PASSAGE:
If you have a heart valve problem you can take steps in your daily life to minimize more problems in the future. Talk with your doctor to develop a plan for staying well that is tailored to your condition.
Your physician's recommendations may include the following:
- Regular visits with your doctor. Your doctor needs to see you regularly to know if your valve problem has gotten worse and should be treated more aggressively. If tests show minor or moderate malfunction of a valve, your cardiologist may recommend monitoring your condition during regular check-ups with echocardiography (ultrasound). You may never need treatment if the problem fails to develop into anything more serious. If you do not have severe heart valve disease, your physician may recommend monitoring your condition rather than surgery.
- An echocardiogram is an ultrasound that shows the structure of the heart and its components and how it’s functioning. It is the most widely accepted way of monitoring and tracking the progression of a heart valve problem. It’s a good idea to have an echocardiogram every six or twelve months to see if there’s any change, and more frequently if changes are noticed.
- Infection prevention. Early treatment of strep throat infection can reduce your chances of contracting rheumatic fever, which can cause your heart valves to thicken. Also, if you have heart valve disease and need to undergo surgical or dental procedures, talk to your doctor or dentist about taking antibiotics before the procedure. The American Heart Association recommends antibiotics before dental procedures for people who have undergone valve surgery to prevent valve infection from bacteria in the mouth, but it is no longer recommended for people who only have a leaky or a narrowed valve.

[Dataset records]
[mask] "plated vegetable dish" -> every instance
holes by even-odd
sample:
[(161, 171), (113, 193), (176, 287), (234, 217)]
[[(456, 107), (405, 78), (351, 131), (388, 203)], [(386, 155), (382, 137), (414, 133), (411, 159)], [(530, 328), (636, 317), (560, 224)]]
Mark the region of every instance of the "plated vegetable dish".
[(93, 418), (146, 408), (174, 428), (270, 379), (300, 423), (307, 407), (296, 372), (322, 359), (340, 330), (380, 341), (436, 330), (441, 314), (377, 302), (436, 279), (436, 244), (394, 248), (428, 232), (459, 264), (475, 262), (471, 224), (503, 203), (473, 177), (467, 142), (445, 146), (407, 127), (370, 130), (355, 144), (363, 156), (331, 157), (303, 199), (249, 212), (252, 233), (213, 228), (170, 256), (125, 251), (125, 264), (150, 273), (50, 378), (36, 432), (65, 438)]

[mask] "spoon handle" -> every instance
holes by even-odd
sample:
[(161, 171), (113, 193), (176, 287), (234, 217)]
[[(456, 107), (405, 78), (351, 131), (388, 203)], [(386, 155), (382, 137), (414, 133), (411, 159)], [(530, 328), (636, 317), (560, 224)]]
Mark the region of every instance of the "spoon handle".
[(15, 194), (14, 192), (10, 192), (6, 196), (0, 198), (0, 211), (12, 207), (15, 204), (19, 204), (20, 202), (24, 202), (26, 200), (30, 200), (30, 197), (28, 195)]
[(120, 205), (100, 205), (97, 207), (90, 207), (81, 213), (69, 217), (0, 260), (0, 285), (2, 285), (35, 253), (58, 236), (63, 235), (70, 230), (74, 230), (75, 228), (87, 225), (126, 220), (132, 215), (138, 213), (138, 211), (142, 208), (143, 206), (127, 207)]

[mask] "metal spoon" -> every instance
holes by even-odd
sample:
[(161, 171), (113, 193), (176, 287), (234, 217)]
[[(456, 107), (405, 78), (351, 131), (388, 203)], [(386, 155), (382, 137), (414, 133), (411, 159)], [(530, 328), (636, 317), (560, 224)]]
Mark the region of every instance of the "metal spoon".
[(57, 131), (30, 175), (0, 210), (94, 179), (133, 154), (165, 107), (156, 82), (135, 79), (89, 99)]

TASK INSTRUCTIONS:
1. According to the heart valve passage, how often is it a good idea to have an echocardiogram?
2. In the heart valve passage, condense the paragraph beginning "Infection prevention" into a shorter version that keeps its main facts.
3. Rewrite the stretch of the heart valve passage from "- An echocardiogram" through "changes are noticed.", replacing "progression" with "course".
These lines have nothing to do with the heart valve passage.

RESPONSES IN ORDER:
1. Every six or twelve months, and more often if changes are noticed.

2. Treating strep throat early lowers the chance of rheumatic fever, which can thicken heart valves. People with heart valve disease who need surgical or dental procedures should ask their doctor or dentist about taking antibiotics beforehand. The American Heart Association recommends antibiotics before dental procedures for people who have had valve surgery, to prevent valve infection from mouth bacteria. It no longer recommends them for people who only have a leaky or narrowed valve.

3.
- An echocardiogram is an ultrasound that shows the structure of the heart and its components and how it’s functioning. It is the most widely accepted way of monitoring and tracking the course of a heart valve problem. It’s a good idea to have an echocardiogram every six or twelve months to see if there’s any change, and more frequently if changes are noticed.